» 本文

┄┄┄┄┄┄┄┄┄┄

仕事をする上で、上司との関係性は仕事への意欲や取り組む姿勢など様々な点において多大な影響を及ぼします。
仕事への支障を来すばかりか、ストレスなど精神的な負担をもたらし、場合によっては体調を崩すこともあります。
本記事では合わない上司の特徴、また合わない上司に対してどう対処したらよいか紹介していきます。
また上司との関係性が思うように改善できなかった場合に備え、上司との関係性を減らすまたは断つ方法、またそれぞれの注意点にも触れておきます。
合わない上司との関係性の改善や回復にぜひ役立てて下さい。
目次
約70%の社会人が「上司と合わない」という悩みを持っている
はじめに、社会人になって上司と合わないと感じている人たちがどのくらいいるのかを押さえておきましょう。
2017年にマイナビ転職が全国の20~30代の男女113人を対象に「職場に嫌いな上司がいるか(いたか)」調査を行った結果、約7割の人が職場に合わない上司がいる、またはいた経験があると回答しました。
さらに同サイトにおいて、年齢や性別ごとに調査した結果、嫌いな上司がいると回答した30代の男性は65.5%、女性は71.4%となりました。
一方、嫌いな上司がいると回答した20代の男性は82.1%、女性は75.5%という結果となり、30代よりも20代の男女に嫌いな上司がいると回答した人が多く見られました。
また20代の男女間では男性の方が嫌いな上司が多いことが明らかになりました。つまり、20代の男性が上司に対して、最も嫌悪感を抱いているということです。
「合わない」と感じる上司の6つの特徴
まずは、合わない上司の特徴を6つ紹介します。
➁自分の出世ばかり考えている
➂体育会系で精神論ばかり言う
➃傲慢で理不尽な態度をとる
➄人によって態度を変える
➅パワハラやセクハラなどをしてくる
本項では、リクナビNEXTやマイナビ転職のアンケートの調査結果で得られた嫌いな上司の要素を参考にして、主な6つの合わない上司の特徴や原因を取り上げていきます。
特徴➀能力が低く仕事のできない上司
1つ目の特徴は、能力が低く仕事のできない上司です。
能力の低い上司は仕事への指示内容が的確でなかったり、部下や他の社員の話をきちんと聞かず自分勝手な解釈をしてトラブルを招きます。
さらに上司が招いたトラブルでありながらも決して非を認めようとはせず、部下や他の社員に尻拭いをさせることが多く、上司自身では決して解決しようとはしません。
そればかりか、上司としての威厳を保つために仕事のできない自分のことを棚に上げて、部下のミスを執拗に咎めようとします。
結果、部下は上司に対して尊敬や信頼感をもつことができず、何かトラブルがあるごとに苛立ちや反感、また過度なストレスを抱えることとなります。
部下にとって能力の低い上司との仕事は日々体力的にも精神的にも負担がかかり、仕事への意欲を徐々に失っていくことから合わないと感じてしまいます。

┄┄┄┄┄┄┄┄┄┄

» 取り組む課題
1) 本文の「また上司との関係性が思うよう」から「まずは、合わない上司の特徴を6つ紹介します。」までの部分を、「20代」を「二十代」に置き換えて書き直してください。
2) 本文が挙げる、合わない上司の特徴をすべて列挙してください。

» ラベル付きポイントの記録
┄┄┄┄┄┄┄┄┄┄

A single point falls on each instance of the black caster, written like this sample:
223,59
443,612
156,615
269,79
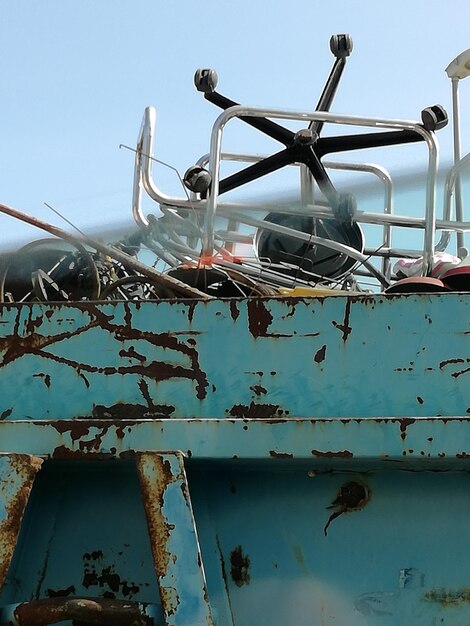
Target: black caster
205,80
434,118
341,45
197,179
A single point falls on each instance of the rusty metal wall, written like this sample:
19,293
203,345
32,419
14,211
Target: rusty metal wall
324,357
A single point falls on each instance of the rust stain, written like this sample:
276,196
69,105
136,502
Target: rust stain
170,599
344,327
254,410
259,318
6,413
352,496
280,455
404,423
239,566
224,576
108,612
126,411
60,593
234,311
45,377
26,468
259,390
15,346
344,454
153,495
98,574
320,355
448,597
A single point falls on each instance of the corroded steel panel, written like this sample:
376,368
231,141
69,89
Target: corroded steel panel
17,473
327,357
386,441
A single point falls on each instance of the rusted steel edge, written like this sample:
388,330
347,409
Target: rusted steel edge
156,475
118,255
26,468
86,610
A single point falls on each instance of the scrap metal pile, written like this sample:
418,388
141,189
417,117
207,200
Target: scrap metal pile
199,245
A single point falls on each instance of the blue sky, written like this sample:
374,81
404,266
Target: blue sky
76,77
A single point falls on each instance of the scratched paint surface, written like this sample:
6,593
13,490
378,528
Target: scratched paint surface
397,558
337,356
84,535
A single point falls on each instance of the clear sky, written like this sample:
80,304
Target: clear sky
76,77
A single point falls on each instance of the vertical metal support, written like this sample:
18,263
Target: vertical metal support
17,473
459,217
173,538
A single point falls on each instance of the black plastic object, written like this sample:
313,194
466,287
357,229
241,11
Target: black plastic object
305,260
434,118
197,179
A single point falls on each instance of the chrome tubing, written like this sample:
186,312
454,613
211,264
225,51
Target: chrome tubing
240,111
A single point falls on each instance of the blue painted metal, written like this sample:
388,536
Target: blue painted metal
245,462
17,472
250,358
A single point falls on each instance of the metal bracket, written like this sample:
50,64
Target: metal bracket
173,539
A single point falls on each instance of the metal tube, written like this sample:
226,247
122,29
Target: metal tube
238,111
458,182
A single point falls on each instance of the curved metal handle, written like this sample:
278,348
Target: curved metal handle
103,611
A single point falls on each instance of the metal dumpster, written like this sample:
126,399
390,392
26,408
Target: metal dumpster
236,462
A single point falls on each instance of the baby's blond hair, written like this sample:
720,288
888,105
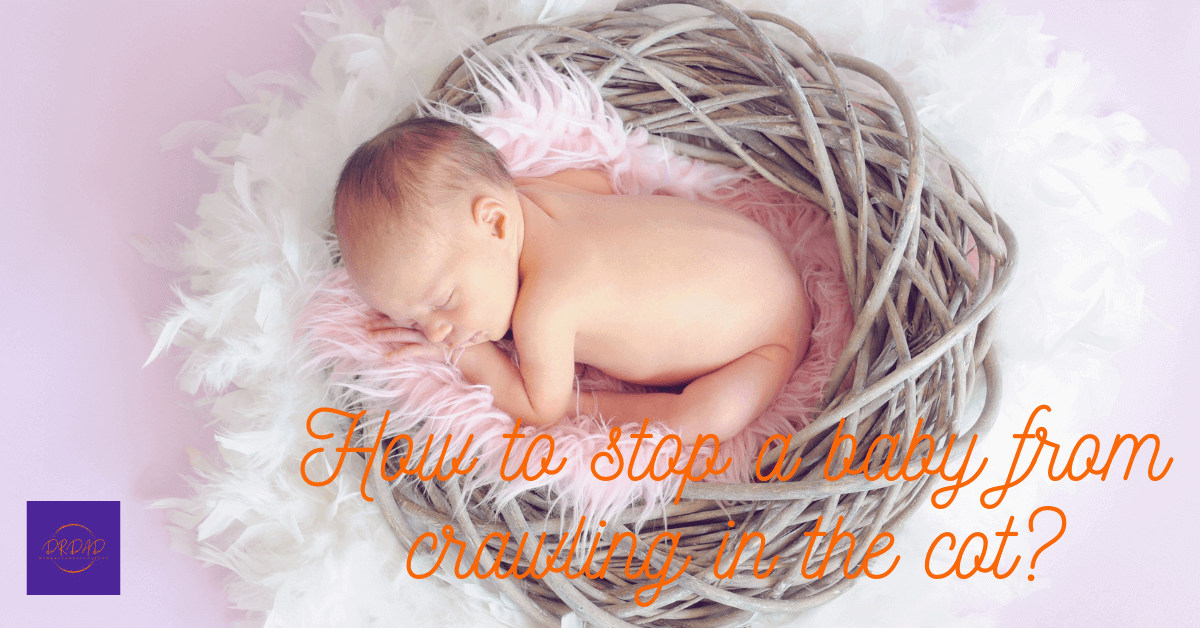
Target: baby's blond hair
393,179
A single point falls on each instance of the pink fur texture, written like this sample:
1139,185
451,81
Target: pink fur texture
545,121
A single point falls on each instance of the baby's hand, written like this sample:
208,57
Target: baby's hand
414,344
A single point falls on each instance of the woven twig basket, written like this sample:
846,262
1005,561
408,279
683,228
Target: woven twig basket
756,89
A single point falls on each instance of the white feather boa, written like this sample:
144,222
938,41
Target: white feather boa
1068,183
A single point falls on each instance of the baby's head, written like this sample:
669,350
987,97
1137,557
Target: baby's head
430,228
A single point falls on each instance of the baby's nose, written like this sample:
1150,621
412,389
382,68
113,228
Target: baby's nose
438,332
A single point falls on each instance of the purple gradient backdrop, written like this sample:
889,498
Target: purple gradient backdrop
87,94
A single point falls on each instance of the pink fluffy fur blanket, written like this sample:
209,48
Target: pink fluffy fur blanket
544,121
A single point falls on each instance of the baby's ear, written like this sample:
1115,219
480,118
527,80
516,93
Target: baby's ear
491,211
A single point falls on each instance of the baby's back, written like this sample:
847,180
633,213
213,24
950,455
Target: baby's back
664,289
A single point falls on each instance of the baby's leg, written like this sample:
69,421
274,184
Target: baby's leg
721,402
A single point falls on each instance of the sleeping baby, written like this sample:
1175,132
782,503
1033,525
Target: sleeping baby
455,253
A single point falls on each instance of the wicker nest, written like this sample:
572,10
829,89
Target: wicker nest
756,89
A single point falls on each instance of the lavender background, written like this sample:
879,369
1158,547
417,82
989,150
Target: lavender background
85,94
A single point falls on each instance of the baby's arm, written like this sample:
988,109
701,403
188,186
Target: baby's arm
539,392
721,402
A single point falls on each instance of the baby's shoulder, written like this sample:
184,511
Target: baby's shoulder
546,299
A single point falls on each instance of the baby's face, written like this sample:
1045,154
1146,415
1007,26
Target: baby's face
457,293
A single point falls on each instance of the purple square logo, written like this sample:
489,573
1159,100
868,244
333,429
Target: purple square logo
73,548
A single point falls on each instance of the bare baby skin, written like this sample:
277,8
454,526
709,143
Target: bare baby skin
651,289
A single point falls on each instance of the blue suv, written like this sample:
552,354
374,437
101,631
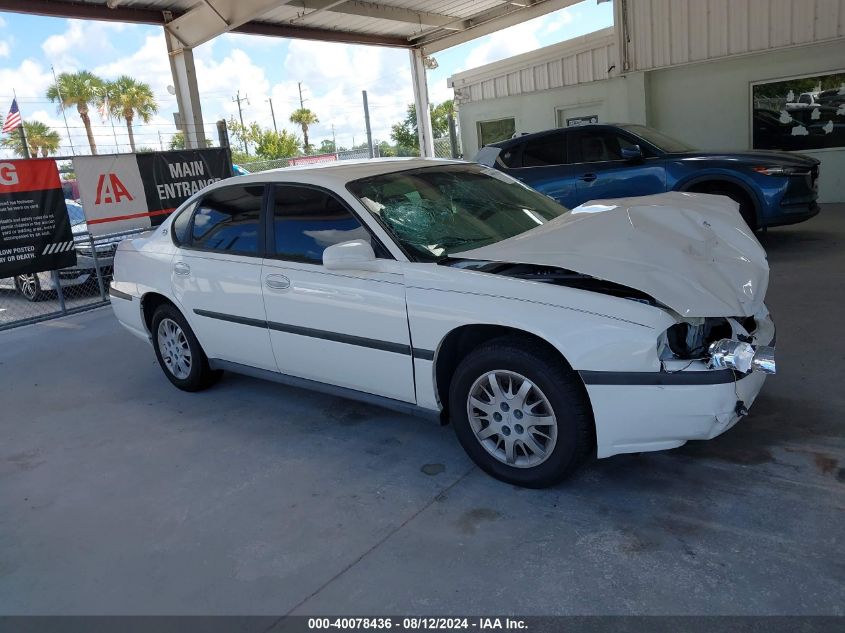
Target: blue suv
577,164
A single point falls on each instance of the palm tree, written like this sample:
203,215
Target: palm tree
303,117
40,138
79,89
128,99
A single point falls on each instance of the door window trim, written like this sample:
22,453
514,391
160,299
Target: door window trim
269,224
261,239
573,148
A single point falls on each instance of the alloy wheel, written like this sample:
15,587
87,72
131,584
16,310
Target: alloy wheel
174,348
512,418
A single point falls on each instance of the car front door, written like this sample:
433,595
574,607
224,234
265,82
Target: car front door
345,328
543,164
216,276
602,172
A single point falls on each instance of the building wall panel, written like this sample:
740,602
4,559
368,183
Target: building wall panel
669,32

┄┄┄┄┄┄┄┄┄┄

» 解答
1)
また上司との関係性が思うように改善できなかった場合に備え、上司との関係性を減らすまたは断つ方法、またそれぞれの注意点にも触れておきます。
合わない上司との関係性の改善や回復にぜひ役立てて下さい。
目次
約70%の社会人が「上司と合わない」という悩みを持っている
はじめに、社会人になって上司と合わないと感じている人たちがどのくらいいるのかを押さえておきましょう。
2017年にマイナビ転職が全国の20~30代の男女113人を対象に「職場に嫌いな上司がいるか(いたか)」調査を行った結果、約7割の人が職場に合わない上司がいる、またはいた経験があると回答しました。
さらに同サイトにおいて、年齢や性別ごとに調査した結果、嫌いな上司がいると回答した30代の男性は65.5%、女性は71.4%となりました。
一方、嫌いな上司がいると回答した二十代の男性は82.1%、女性は75.5%という結果となり、30代よりも二十代の男女に嫌いな上司がいると回答した人が多く見られました。
また二十代の男女間では男性の方が嫌いな上司が多いことが明らかになりました。つまり、二十代の男性が上司に対して、最も嫌悪感を抱いているということです。
「合わない」と感じる上司の6つの特徴
まずは、合わない上司の特徴を6つ紹介します。

2)
1. 能力が低く仕事のできない上司
2. 自分の出世ばかり考えている
3. 体育会系で精神論ばかり言う
4. 傲慢で理不尽な態度をとる
5. 人によって態度を変える
6. パワハラやセクハラなどをしてくる